Category Archives: journaling

Garden Journaling for Climate Resilience

By Julia Frisbie

posted April 8, 2021

Our garden journals deserve more attention, not just as logs of previous activity, but as climate resilience tools.

As last frosts come earlier, first frosts come later, and seasonal drought intensifies, we’ll either adapt the way we grow food, abdicate this responsibility to the private sector, or go hungry. Even with careful study and observation, our climate is changing faster than our information. What will we do as traditional planting dates become less useful? My garden is my antidote to climate despair, and it gives me a sense of resilience… but that feeling is misplaced if I am not actively adapting my practices to our changing climate.

The wild plants around us are adapting, too, and they’re doing it based on better information. Robin Wall Kimmerer describes waiting for the sap to rise during a New England winter: “The fact is, Maples have a far more sophisticated system for detecting spring than we do. There are photosensors by the hundreds in every single bud, packed with light-absorbing pigments called phytochromes. Their job is to take the measure of light every day… We who lack such sophisticated sensors look for other signs. When hollows appear in the snow around the tree bases, I start to think it’s tapping time,” (Braiding Sweetgrass, page 65).

What if, instead of logging our garden activity by date, we logged it by phenological cues? Like, “Big uptick in birdsong, robins everywhere. Transplanted sweet peas.” Or, “Wild blackberry buds with southern exposure opening. Pre-soaked and sowed corn.” Dates are fine to log, too, as long as we’re aware that they’ll be less and less useful as climate chaos intensifies. But you can bet that the buffleheads and snow geese will still come and go, and the wild heuchera at ship harbor will bloom right on time.

=======

Actions to take:
1. From the garden journaling post, extract the passage starting at "Garden Journaling for" and ending at "climate resilience tools.".
2. In the garden journaling post, what does the author call her garden?

[Excerpts from a pointing dataset]
=======

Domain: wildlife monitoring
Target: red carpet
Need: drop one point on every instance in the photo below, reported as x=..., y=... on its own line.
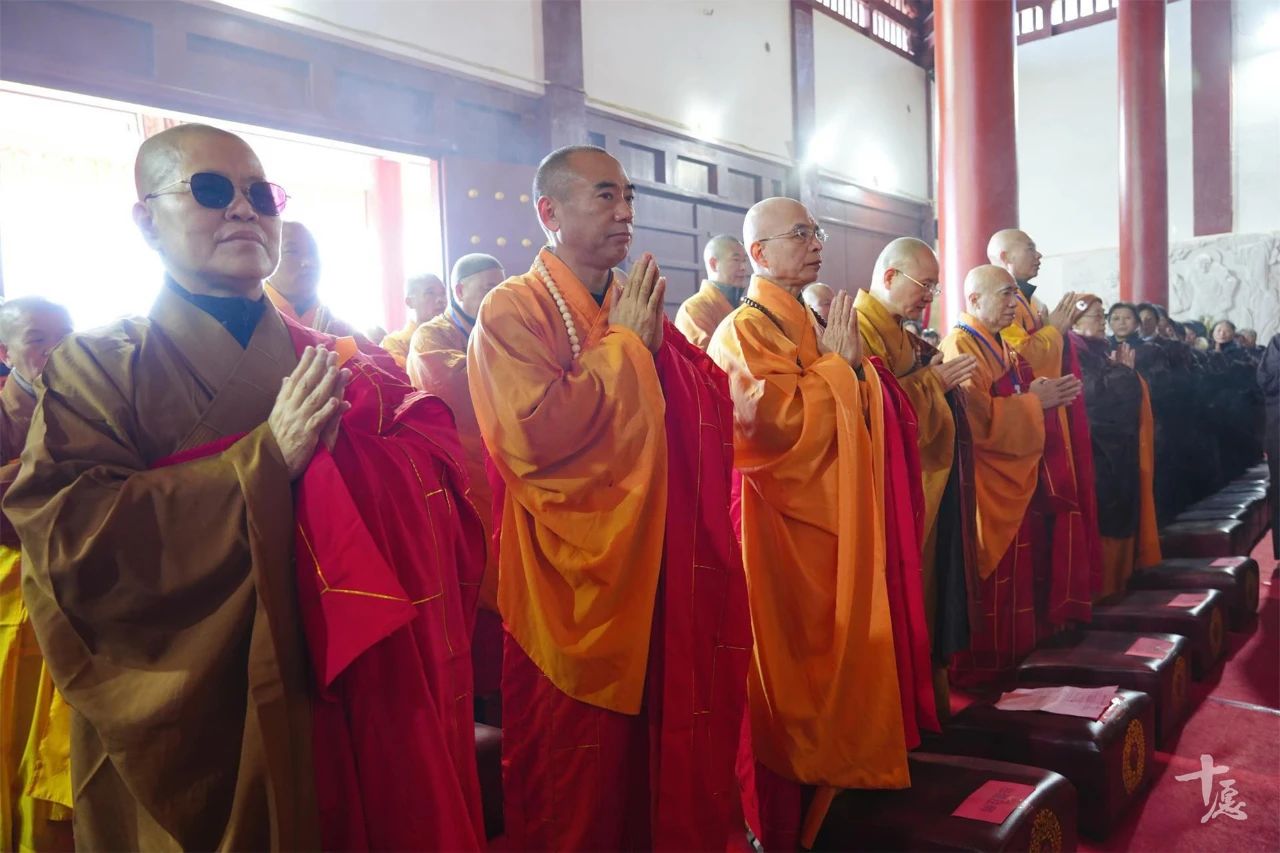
x=1246, y=739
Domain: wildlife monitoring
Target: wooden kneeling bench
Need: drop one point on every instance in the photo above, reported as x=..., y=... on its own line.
x=1150, y=662
x=1237, y=578
x=923, y=816
x=1200, y=615
x=1107, y=760
x=489, y=769
x=1212, y=538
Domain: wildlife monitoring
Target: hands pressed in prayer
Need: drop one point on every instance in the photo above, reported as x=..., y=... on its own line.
x=841, y=334
x=954, y=372
x=1056, y=392
x=639, y=306
x=1125, y=355
x=1066, y=313
x=309, y=407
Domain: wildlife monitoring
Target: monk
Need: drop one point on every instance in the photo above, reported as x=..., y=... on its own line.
x=438, y=364
x=722, y=288
x=424, y=297
x=1019, y=457
x=818, y=297
x=904, y=283
x=809, y=442
x=247, y=565
x=1124, y=450
x=35, y=729
x=620, y=580
x=293, y=287
x=1036, y=332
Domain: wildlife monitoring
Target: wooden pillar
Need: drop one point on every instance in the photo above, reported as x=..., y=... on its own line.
x=804, y=96
x=1211, y=115
x=1143, y=153
x=565, y=100
x=388, y=215
x=973, y=45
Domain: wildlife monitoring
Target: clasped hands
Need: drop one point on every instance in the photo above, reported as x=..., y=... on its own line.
x=309, y=407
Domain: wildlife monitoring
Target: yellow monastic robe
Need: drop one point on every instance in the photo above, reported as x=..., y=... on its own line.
x=35, y=724
x=581, y=445
x=438, y=364
x=809, y=443
x=164, y=598
x=318, y=316
x=885, y=337
x=1008, y=439
x=397, y=343
x=1040, y=343
x=699, y=315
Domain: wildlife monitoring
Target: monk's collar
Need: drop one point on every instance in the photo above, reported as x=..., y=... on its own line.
x=17, y=378
x=732, y=293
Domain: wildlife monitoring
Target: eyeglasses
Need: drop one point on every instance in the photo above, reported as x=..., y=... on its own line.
x=216, y=192
x=804, y=233
x=933, y=290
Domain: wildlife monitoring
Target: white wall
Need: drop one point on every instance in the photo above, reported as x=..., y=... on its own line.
x=493, y=40
x=872, y=112
x=1256, y=114
x=716, y=69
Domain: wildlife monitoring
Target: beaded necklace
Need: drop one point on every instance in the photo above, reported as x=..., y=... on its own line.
x=545, y=276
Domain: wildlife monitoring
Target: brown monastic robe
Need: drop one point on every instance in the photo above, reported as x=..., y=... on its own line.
x=164, y=598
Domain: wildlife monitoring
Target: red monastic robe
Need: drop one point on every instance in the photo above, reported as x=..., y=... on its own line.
x=388, y=560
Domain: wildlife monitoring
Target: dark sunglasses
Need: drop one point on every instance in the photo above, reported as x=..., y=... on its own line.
x=216, y=191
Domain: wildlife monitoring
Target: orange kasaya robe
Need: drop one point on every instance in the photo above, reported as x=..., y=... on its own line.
x=699, y=315
x=388, y=559
x=397, y=343
x=1029, y=532
x=318, y=316
x=809, y=445
x=620, y=580
x=438, y=364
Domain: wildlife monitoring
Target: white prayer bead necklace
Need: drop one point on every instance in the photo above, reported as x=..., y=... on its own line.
x=545, y=274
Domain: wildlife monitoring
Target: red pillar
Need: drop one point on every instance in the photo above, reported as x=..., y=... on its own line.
x=388, y=215
x=1211, y=115
x=977, y=136
x=1143, y=153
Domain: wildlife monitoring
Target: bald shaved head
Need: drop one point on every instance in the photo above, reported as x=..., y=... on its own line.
x=991, y=295
x=1013, y=250
x=818, y=297
x=159, y=159
x=726, y=260
x=905, y=277
x=780, y=236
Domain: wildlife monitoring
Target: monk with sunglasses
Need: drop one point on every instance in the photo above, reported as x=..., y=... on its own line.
x=250, y=562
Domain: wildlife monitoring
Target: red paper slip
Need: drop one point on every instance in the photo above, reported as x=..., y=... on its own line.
x=1150, y=647
x=993, y=802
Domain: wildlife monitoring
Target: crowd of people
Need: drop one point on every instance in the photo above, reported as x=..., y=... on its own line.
x=704, y=574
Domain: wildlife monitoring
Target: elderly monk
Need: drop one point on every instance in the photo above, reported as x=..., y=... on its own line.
x=904, y=283
x=818, y=297
x=293, y=287
x=35, y=728
x=726, y=277
x=424, y=297
x=438, y=364
x=224, y=555
x=1019, y=461
x=809, y=443
x=1121, y=430
x=620, y=579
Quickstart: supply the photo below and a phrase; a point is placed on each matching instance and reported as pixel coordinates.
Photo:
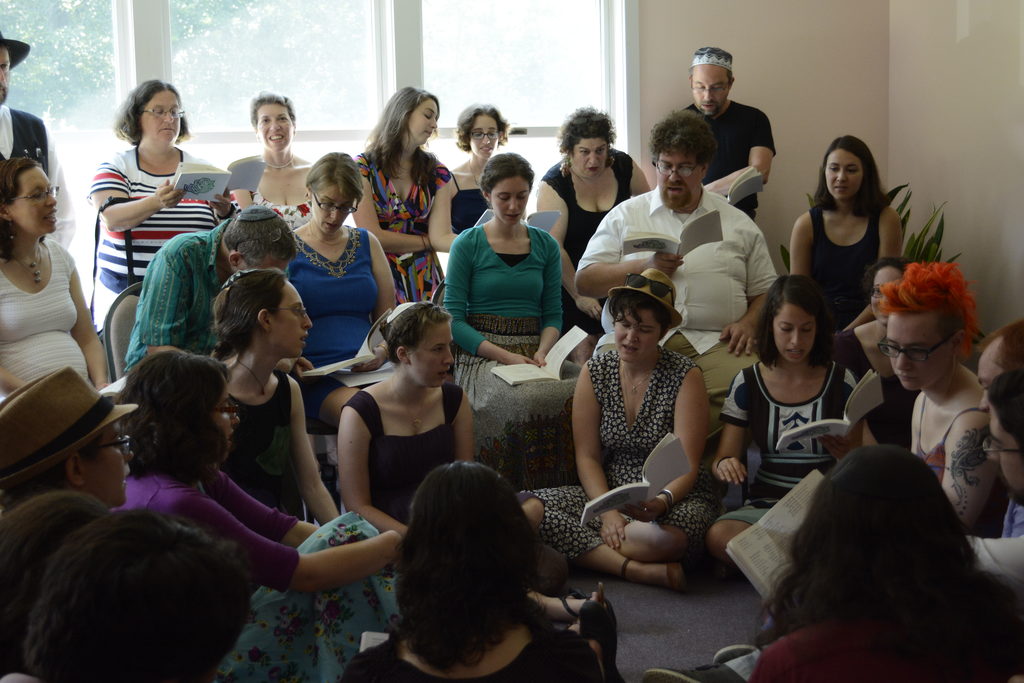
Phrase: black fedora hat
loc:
(15, 48)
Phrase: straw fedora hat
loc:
(657, 286)
(45, 421)
(16, 50)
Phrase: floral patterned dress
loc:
(626, 447)
(416, 273)
(298, 637)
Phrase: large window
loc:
(318, 52)
(338, 59)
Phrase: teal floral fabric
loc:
(295, 637)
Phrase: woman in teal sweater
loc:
(503, 291)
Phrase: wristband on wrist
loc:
(672, 499)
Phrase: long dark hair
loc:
(467, 562)
(236, 310)
(803, 292)
(29, 535)
(881, 542)
(870, 198)
(388, 137)
(173, 431)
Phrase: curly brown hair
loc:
(685, 132)
(127, 126)
(173, 431)
(10, 171)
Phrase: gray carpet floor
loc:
(659, 628)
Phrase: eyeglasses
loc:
(715, 89)
(237, 275)
(330, 207)
(227, 409)
(667, 169)
(914, 353)
(299, 311)
(160, 114)
(639, 282)
(41, 196)
(123, 444)
(990, 444)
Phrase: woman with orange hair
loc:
(932, 323)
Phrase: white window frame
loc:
(142, 50)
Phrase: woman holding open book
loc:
(850, 226)
(796, 382)
(591, 179)
(259, 319)
(626, 401)
(343, 278)
(283, 186)
(883, 585)
(134, 191)
(394, 432)
(503, 293)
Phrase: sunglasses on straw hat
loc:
(46, 420)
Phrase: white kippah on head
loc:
(715, 56)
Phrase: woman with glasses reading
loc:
(44, 322)
(850, 226)
(591, 178)
(283, 187)
(342, 275)
(479, 131)
(259, 319)
(327, 580)
(138, 205)
(932, 325)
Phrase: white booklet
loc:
(747, 183)
(706, 228)
(762, 551)
(201, 181)
(522, 373)
(864, 397)
(666, 462)
(246, 173)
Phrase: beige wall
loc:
(956, 131)
(817, 68)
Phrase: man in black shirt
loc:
(743, 133)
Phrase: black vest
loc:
(30, 138)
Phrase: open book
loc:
(701, 229)
(522, 373)
(762, 551)
(864, 397)
(747, 183)
(666, 462)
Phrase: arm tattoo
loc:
(966, 458)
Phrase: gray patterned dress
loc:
(625, 451)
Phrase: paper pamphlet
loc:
(864, 397)
(747, 183)
(525, 373)
(201, 181)
(706, 228)
(246, 173)
(762, 551)
(666, 462)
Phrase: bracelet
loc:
(672, 499)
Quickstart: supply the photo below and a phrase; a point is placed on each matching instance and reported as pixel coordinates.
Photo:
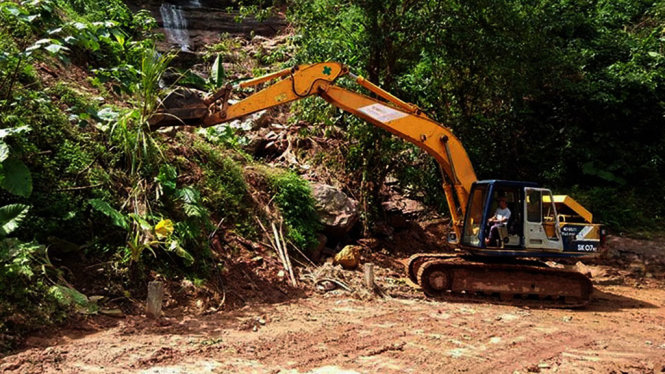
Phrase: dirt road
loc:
(623, 330)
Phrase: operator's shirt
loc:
(502, 214)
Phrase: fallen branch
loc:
(286, 256)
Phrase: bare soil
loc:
(622, 330)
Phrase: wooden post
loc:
(369, 276)
(153, 306)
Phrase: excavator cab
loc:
(534, 229)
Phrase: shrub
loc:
(293, 197)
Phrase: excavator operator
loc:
(500, 218)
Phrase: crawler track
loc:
(524, 282)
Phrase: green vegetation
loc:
(568, 94)
(293, 197)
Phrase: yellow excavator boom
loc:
(400, 118)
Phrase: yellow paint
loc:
(394, 115)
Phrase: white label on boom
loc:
(382, 113)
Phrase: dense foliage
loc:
(569, 94)
(566, 93)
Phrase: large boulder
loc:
(337, 211)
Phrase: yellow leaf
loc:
(164, 228)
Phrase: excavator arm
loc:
(392, 114)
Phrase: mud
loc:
(622, 330)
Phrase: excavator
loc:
(541, 226)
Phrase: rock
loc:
(182, 105)
(383, 229)
(252, 122)
(337, 211)
(637, 268)
(117, 313)
(348, 257)
(580, 267)
(316, 253)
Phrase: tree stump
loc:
(153, 306)
(369, 277)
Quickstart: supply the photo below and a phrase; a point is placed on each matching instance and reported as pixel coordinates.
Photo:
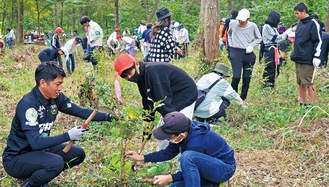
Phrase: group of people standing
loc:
(206, 159)
(240, 36)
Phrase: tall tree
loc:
(327, 21)
(116, 22)
(209, 21)
(39, 9)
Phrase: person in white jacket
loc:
(95, 37)
(71, 46)
(128, 44)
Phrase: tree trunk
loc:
(38, 15)
(73, 21)
(209, 13)
(116, 22)
(56, 15)
(20, 27)
(150, 16)
(62, 14)
(327, 21)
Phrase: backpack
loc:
(203, 93)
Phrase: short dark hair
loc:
(273, 18)
(315, 16)
(84, 19)
(300, 7)
(48, 71)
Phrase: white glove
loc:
(76, 133)
(288, 31)
(316, 62)
(249, 49)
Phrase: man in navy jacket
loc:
(31, 152)
(206, 159)
(306, 54)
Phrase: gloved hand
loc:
(76, 133)
(316, 62)
(147, 134)
(249, 49)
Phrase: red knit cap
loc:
(123, 62)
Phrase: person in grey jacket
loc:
(243, 36)
(306, 53)
(219, 96)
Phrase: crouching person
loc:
(219, 96)
(206, 158)
(31, 153)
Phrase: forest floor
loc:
(276, 142)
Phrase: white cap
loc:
(243, 15)
(66, 52)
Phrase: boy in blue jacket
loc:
(206, 158)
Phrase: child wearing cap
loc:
(50, 54)
(206, 158)
(159, 81)
(71, 46)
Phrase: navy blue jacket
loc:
(200, 139)
(160, 81)
(307, 43)
(34, 118)
(48, 54)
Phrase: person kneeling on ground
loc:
(206, 158)
(31, 153)
(219, 96)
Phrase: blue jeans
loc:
(68, 64)
(203, 170)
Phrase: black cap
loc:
(78, 40)
(163, 13)
(173, 123)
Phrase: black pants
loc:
(240, 60)
(43, 166)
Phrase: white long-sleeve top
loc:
(242, 37)
(95, 34)
(69, 45)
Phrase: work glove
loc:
(316, 62)
(249, 49)
(147, 134)
(76, 133)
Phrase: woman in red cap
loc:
(159, 81)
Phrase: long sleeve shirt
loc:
(271, 35)
(211, 104)
(242, 37)
(95, 34)
(69, 45)
(34, 119)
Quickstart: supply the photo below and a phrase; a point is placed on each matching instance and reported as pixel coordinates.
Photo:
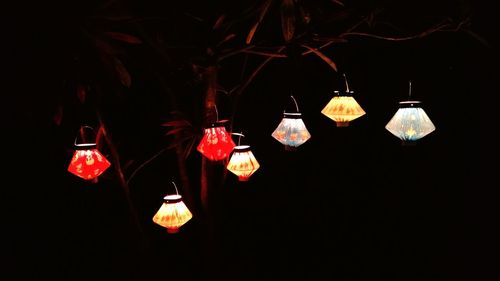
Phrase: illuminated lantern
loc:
(291, 131)
(87, 162)
(173, 213)
(216, 143)
(343, 108)
(242, 162)
(410, 122)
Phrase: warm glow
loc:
(243, 162)
(87, 162)
(343, 109)
(216, 144)
(291, 131)
(173, 213)
(410, 123)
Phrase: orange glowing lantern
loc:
(173, 213)
(87, 162)
(343, 108)
(291, 131)
(242, 162)
(216, 143)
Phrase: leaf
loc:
(229, 37)
(263, 12)
(124, 37)
(218, 22)
(122, 72)
(322, 56)
(81, 93)
(287, 19)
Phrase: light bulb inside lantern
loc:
(291, 131)
(173, 213)
(343, 108)
(87, 162)
(216, 143)
(410, 122)
(242, 162)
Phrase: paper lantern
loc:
(173, 213)
(343, 108)
(410, 122)
(216, 143)
(242, 162)
(87, 162)
(291, 131)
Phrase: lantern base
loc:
(172, 230)
(408, 143)
(342, 124)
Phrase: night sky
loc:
(350, 204)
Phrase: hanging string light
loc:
(216, 143)
(410, 122)
(291, 131)
(173, 213)
(242, 162)
(343, 108)
(87, 162)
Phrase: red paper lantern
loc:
(87, 162)
(216, 143)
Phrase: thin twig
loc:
(267, 54)
(438, 27)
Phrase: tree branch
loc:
(439, 27)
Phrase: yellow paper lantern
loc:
(291, 131)
(343, 108)
(242, 162)
(173, 213)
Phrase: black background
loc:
(349, 204)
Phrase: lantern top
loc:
(174, 198)
(294, 115)
(219, 123)
(403, 104)
(241, 148)
(347, 93)
(85, 146)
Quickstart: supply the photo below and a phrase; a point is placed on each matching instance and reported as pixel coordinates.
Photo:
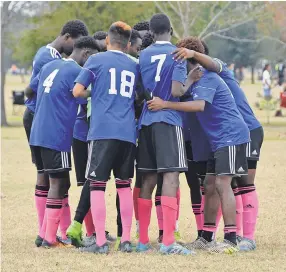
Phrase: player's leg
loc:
(102, 154)
(148, 167)
(158, 205)
(57, 164)
(123, 169)
(248, 191)
(170, 162)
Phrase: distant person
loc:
(281, 71)
(266, 81)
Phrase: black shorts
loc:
(80, 154)
(253, 147)
(161, 148)
(228, 160)
(51, 161)
(107, 155)
(27, 122)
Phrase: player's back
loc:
(239, 96)
(112, 96)
(43, 56)
(56, 106)
(158, 70)
(221, 118)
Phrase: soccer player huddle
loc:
(130, 100)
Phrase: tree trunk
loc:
(252, 75)
(3, 76)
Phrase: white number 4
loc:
(161, 59)
(49, 81)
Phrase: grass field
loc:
(19, 224)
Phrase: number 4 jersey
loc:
(113, 77)
(158, 70)
(56, 108)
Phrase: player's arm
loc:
(189, 106)
(207, 62)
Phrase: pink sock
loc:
(126, 207)
(41, 194)
(159, 213)
(178, 202)
(198, 215)
(98, 211)
(250, 212)
(170, 210)
(136, 193)
(89, 224)
(239, 211)
(65, 218)
(144, 212)
(53, 213)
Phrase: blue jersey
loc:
(81, 126)
(113, 77)
(56, 108)
(158, 70)
(44, 55)
(221, 120)
(239, 96)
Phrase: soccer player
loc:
(62, 44)
(246, 187)
(228, 136)
(100, 37)
(80, 154)
(52, 131)
(112, 133)
(161, 144)
(142, 27)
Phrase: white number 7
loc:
(161, 59)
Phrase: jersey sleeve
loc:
(180, 72)
(204, 90)
(87, 74)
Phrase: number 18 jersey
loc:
(158, 70)
(113, 77)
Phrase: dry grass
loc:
(19, 227)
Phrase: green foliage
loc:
(97, 15)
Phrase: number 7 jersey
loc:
(158, 70)
(113, 77)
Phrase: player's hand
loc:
(181, 54)
(195, 74)
(156, 104)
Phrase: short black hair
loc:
(119, 32)
(100, 35)
(147, 40)
(160, 23)
(86, 42)
(143, 25)
(205, 47)
(134, 36)
(75, 28)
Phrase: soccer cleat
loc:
(39, 240)
(225, 247)
(48, 245)
(67, 242)
(125, 247)
(178, 238)
(175, 249)
(247, 245)
(109, 237)
(89, 240)
(104, 249)
(74, 232)
(117, 243)
(143, 247)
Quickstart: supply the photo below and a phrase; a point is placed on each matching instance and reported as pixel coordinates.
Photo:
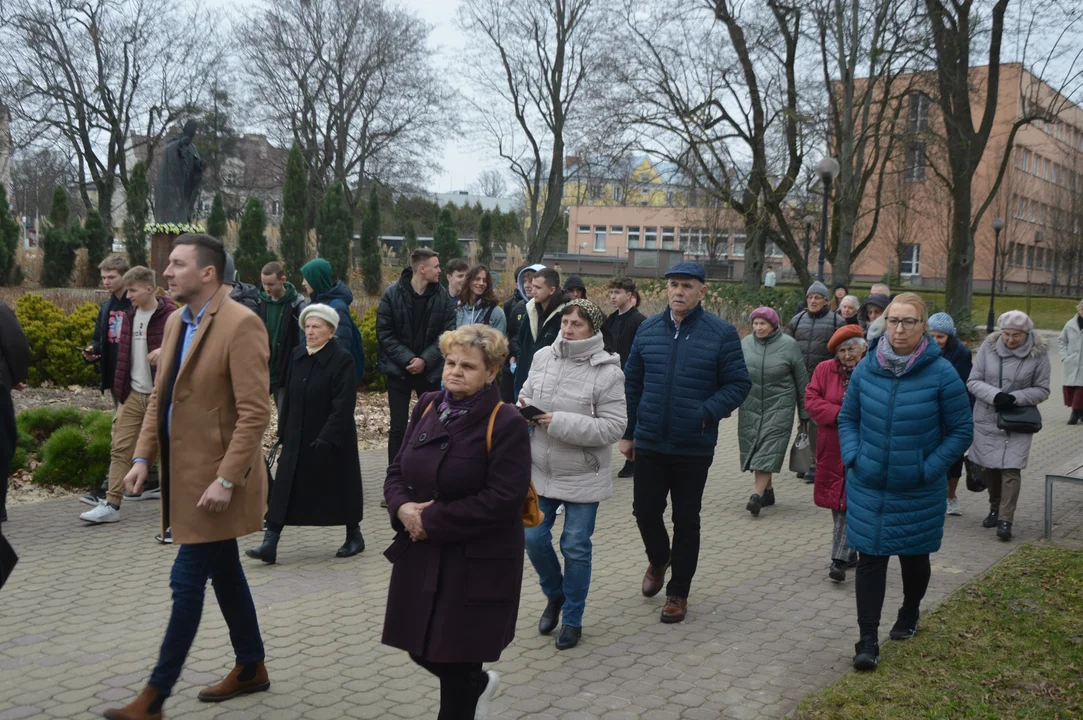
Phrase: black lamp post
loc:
(997, 226)
(827, 170)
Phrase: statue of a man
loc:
(179, 178)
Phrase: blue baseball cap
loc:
(688, 270)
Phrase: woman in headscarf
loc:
(578, 384)
(766, 418)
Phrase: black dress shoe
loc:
(569, 637)
(548, 620)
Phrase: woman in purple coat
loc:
(455, 493)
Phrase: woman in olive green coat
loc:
(766, 420)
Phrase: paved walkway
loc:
(81, 619)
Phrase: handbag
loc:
(800, 452)
(1021, 418)
(975, 475)
(532, 513)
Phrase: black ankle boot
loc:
(354, 542)
(269, 551)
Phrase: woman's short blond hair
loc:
(910, 299)
(492, 343)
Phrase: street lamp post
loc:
(997, 226)
(808, 238)
(827, 170)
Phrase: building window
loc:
(915, 162)
(910, 260)
(917, 117)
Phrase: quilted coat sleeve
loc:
(849, 417)
(610, 418)
(732, 378)
(634, 385)
(822, 411)
(956, 421)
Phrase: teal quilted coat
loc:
(898, 436)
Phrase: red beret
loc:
(844, 334)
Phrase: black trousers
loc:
(460, 685)
(682, 478)
(871, 584)
(399, 394)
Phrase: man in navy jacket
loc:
(684, 374)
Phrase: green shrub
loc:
(374, 380)
(54, 339)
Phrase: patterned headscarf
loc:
(592, 311)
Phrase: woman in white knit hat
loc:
(317, 482)
(1012, 370)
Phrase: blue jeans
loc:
(220, 562)
(576, 548)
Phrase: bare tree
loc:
(91, 74)
(491, 183)
(536, 68)
(354, 84)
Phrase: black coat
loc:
(322, 485)
(403, 336)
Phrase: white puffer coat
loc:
(583, 387)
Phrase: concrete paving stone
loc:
(758, 637)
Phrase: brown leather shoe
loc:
(675, 610)
(232, 686)
(138, 709)
(653, 579)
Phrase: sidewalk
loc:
(85, 613)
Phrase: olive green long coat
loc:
(766, 419)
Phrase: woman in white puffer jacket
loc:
(579, 387)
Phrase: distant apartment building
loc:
(640, 207)
(1040, 198)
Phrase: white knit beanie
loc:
(325, 313)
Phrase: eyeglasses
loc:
(908, 323)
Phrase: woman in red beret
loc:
(823, 400)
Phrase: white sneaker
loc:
(103, 513)
(487, 695)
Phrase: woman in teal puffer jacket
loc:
(766, 419)
(904, 420)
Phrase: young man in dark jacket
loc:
(141, 334)
(622, 326)
(14, 366)
(686, 372)
(281, 306)
(413, 314)
(812, 329)
(540, 324)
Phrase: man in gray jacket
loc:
(812, 328)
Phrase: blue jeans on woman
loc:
(574, 545)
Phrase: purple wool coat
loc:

=======

Results for the exercise:
1.
Garden Journaling for Climate Resilience

By Julia Frisbie

posted April 8, 2021

Our garden journals deserve more attention, not just as logs of previous activity, but as climate resilience tools.

2. Her antidote to climate despair.